Records from a collection:
========================================================================

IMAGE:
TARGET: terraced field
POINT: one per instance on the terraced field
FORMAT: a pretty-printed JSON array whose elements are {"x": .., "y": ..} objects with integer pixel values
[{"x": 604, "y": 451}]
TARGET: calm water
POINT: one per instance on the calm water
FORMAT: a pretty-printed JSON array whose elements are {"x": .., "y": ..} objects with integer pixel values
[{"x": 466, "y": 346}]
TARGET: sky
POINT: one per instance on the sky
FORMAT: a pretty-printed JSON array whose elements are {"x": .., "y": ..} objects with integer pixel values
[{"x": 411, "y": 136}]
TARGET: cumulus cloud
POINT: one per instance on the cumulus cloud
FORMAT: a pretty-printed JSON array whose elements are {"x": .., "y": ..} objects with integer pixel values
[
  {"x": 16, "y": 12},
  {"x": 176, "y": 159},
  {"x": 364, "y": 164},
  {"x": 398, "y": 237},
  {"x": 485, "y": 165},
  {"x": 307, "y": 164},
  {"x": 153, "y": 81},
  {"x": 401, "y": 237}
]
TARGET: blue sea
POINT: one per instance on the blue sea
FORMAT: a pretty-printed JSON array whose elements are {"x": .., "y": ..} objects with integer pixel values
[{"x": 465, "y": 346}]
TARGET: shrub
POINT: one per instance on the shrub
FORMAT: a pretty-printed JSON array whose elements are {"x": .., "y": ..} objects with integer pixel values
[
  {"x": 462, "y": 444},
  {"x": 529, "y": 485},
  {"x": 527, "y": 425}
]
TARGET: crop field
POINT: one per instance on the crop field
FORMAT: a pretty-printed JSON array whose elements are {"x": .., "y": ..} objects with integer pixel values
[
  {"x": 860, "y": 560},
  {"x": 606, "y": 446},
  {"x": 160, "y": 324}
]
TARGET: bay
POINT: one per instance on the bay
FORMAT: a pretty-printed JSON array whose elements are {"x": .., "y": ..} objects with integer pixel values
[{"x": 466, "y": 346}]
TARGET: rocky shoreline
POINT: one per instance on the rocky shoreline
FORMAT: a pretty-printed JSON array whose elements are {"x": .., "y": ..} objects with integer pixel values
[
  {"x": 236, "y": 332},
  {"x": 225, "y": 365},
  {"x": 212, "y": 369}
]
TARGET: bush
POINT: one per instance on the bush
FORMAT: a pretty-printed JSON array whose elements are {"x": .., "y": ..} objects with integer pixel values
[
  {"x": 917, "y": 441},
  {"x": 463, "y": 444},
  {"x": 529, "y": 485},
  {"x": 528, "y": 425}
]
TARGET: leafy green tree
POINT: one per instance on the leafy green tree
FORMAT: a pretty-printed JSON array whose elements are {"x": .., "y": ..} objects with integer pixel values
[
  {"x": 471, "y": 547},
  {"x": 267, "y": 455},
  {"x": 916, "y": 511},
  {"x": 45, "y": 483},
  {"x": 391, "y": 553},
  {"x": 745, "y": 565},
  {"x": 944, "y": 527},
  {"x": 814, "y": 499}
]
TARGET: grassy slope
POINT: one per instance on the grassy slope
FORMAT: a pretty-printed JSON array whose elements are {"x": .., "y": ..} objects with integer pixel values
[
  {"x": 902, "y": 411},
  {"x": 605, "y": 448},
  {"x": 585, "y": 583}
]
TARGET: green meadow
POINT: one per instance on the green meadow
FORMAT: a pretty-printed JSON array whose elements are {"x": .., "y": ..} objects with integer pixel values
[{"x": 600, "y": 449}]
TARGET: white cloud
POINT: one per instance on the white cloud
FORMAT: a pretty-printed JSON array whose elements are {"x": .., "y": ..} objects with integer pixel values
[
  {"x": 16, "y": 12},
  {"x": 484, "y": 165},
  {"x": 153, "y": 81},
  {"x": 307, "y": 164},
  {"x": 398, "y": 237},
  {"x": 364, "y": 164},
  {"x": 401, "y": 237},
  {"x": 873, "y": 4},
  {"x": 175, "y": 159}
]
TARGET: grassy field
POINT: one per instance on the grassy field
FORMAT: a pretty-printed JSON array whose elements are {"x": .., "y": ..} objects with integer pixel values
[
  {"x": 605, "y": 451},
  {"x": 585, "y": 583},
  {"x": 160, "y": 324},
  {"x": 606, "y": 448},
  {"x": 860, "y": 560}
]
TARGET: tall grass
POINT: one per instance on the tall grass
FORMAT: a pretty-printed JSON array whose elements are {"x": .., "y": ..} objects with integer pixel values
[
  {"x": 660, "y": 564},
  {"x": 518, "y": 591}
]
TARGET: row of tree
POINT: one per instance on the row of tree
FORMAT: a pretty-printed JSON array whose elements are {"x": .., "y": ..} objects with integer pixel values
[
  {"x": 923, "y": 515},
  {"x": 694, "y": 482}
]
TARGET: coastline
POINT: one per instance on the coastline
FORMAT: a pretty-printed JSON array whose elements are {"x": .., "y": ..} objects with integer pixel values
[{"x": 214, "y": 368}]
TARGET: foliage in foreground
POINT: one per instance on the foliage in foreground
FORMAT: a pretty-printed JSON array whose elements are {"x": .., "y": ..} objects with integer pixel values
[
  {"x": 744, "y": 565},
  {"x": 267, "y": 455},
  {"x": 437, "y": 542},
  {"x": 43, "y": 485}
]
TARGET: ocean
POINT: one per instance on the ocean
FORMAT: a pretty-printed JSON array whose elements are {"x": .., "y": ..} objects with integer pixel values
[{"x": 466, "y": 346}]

========================================================================

Each line of the data that holds the word "slope" should be copied.

# Answer
TARGET: grassy slope
POINT: one per instance on the grassy slope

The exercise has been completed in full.